**EXTRAIT DU DOCUMENT:**
▬▬▬▬▬▬▬▬▬▬
Pour mémoire, aux termes de l’article 1242, al. 4 du Code civil « le père et la mère, en tant qu’ils exercent l’autorité parentale, sont solidairement responsables du dommage causé par leurs enfants mineurs habitant avec eux ».
Il résulte de cette disposition que la responsabilité ne saurait être mise en œuvre s’il n’est pas établi que l’auteur du dommage cohabitait avec ses parents.
Que doit-on entendre par cohabitation ? Cette question a, manifestement, été à l’origine d’un abandon contentieux judiciaire.
I) La notion de cohabitation
L’exigence de cohabitation posée par l’article 1242, al. 4 est susceptible de conduire à l’adoption de deux conceptions radicalement opposées :
- Une conception concrète
- Selon cette conception, il est nécessaire que l’enfant habite effectivement avec ses parents au moment du dommage
- Il en résulte que dès lors qu’il ne séjournait pas chez eux, la responsabilité de ses parents ne saurait être engagée
- Cette conception est héritée de l’époque où l’on raisonnait encore en termes de présomption de faute des parents.
- On estimait, en effet, que si l’enfant a commis un dommage, c’est parce qu’il a été mal éduqué ou surveillé.
- Si dès lors, l’enfant n’habitait pas avec ses parents lors de la commission du fait dommageable, on ne saurait leur reprocher aucune faute et donc engager la responsabilité
- Une conception abstraite
- Selon cette conception, il n’est pas nécessaire que l’enfant habite effectivement avec ses parents au moment du dommage pour que la responsabilité de ses derniers soit susceptible d’être engagée.
▬▬▬▬▬▬▬▬▬▬
(Lignes d'un jeu de données d'annotation par boîtes englobantes)

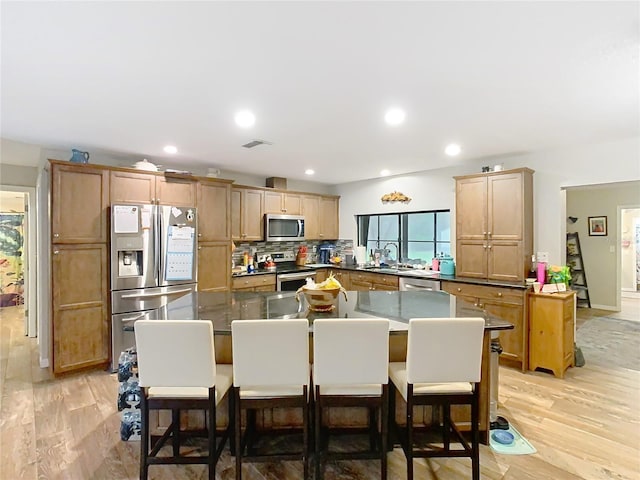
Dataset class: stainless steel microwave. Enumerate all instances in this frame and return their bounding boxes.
[264,213,304,242]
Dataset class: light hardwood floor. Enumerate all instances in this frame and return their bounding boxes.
[0,307,640,480]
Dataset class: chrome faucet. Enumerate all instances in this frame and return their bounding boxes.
[382,242,400,270]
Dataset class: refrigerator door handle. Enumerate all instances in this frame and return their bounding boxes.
[120,313,147,322]
[155,206,164,285]
[120,288,191,298]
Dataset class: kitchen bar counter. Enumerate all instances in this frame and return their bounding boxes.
[233,263,527,289]
[158,291,513,443]
[160,291,512,335]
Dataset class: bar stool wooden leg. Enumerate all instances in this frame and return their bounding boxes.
[404,384,413,480]
[233,387,242,480]
[380,384,389,480]
[140,394,149,480]
[171,408,180,457]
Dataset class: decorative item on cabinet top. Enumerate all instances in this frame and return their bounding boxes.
[69,148,89,163]
[380,192,411,203]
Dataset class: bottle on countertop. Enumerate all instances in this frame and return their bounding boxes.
[527,255,537,278]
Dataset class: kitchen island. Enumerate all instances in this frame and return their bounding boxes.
[145,291,512,443]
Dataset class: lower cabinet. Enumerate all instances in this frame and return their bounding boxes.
[198,242,231,292]
[232,274,276,292]
[349,272,398,291]
[441,281,529,371]
[51,244,111,374]
[529,291,576,378]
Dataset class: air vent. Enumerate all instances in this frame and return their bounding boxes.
[243,140,273,148]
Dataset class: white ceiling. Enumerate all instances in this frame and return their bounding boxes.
[0,1,640,184]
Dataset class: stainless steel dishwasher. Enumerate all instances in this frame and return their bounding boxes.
[399,277,440,292]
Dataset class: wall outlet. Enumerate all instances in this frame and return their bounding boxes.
[536,252,549,263]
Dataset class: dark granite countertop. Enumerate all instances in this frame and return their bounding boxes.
[159,291,513,334]
[233,264,527,289]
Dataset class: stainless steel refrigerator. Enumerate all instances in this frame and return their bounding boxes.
[110,204,198,371]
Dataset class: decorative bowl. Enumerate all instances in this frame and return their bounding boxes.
[296,288,347,312]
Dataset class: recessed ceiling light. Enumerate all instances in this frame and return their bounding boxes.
[384,108,406,127]
[235,110,256,128]
[444,143,462,157]
[164,145,178,153]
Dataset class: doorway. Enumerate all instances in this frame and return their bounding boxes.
[620,206,640,298]
[0,186,37,337]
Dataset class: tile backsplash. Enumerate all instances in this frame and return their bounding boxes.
[232,240,353,265]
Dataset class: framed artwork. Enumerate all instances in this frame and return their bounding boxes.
[589,217,607,237]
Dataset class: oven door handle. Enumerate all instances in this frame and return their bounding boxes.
[404,283,435,292]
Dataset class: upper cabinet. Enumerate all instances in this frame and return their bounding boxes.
[302,195,339,240]
[455,168,533,281]
[197,180,231,242]
[110,170,197,207]
[231,186,264,242]
[51,162,109,243]
[264,190,302,215]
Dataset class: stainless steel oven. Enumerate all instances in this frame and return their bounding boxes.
[276,270,316,292]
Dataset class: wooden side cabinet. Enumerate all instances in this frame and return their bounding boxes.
[529,291,576,378]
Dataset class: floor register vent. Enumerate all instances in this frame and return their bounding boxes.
[243,140,273,148]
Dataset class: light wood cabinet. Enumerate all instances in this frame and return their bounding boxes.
[349,272,398,291]
[110,170,197,207]
[302,195,339,240]
[264,190,302,215]
[233,274,276,292]
[231,187,264,242]
[455,168,533,281]
[50,161,111,374]
[196,180,231,242]
[529,291,576,378]
[51,244,110,374]
[51,162,109,243]
[198,242,231,292]
[441,281,529,371]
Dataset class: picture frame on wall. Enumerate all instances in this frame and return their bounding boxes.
[589,217,607,237]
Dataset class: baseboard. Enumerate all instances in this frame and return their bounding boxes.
[620,289,640,298]
[591,303,620,312]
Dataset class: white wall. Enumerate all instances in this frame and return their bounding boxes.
[567,181,640,310]
[336,137,640,300]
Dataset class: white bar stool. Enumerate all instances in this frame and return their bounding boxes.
[389,318,484,480]
[313,318,389,480]
[231,319,310,480]
[134,320,233,480]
▬▬▬▬▬▬▬▬▬▬
**SÉRIE D'EXERCICES:**
1) D'après l'extrait sur la cohabitation, de quelle époque la conception concrète est-elle héritée ?
2) Poursuivez l'extrait sur la cohabitation après sa dernière phrase.

**RÉPONSES:**
1) De l'époque où l'on raisonnait encore en termes de présomption de faute des parents.

2)
- Conséquemment, il suffit que l’enfant ait sa résidence habituelle chez ses parents pour que leur responsabilité puisse être recherchée, peu importe qu’il réside effectivement avec eux
- C’est donc la résidence de droit – abstraite – qui prime sur la résidence de fait – concrète.
- Aussi, cette conception s’inscrit dans le droit fil du mouvement d’objectivation de la responsabilité parentale, lequel est guidé par une volonté d’émancipation du fondement de la faute.
- Or contrairement à la conception concrète de la cohabitation qui en est traduction, la conception matérielle est conforme à l’objectif d’amélioration du sort des victimes.
II) La position de la jurisprudence
Plusieurs étapes ont marqué l’évolution de la position de la jurisprudence s’agissant de l’exigence de cohabitation :
==> Première étape : l’adhésion à la conception concrète
- Principe
- Dans un premier temps, la Cour de cassation a porté son choix sur la conception concrète de la cohabitation.
- Dans un arrêt du 24 avril 1989 elle a estimé en ce sens que « la présomption légale de responsabilité du père et de la mère cesse avec la cohabitation» ( 2e civ., 24 avr. 1989).
- La haute juridiction considère que dès lors que l’enfant ne réside pas, effectivement, avec ses parents, leur responsabilité ne peut pas être engagée.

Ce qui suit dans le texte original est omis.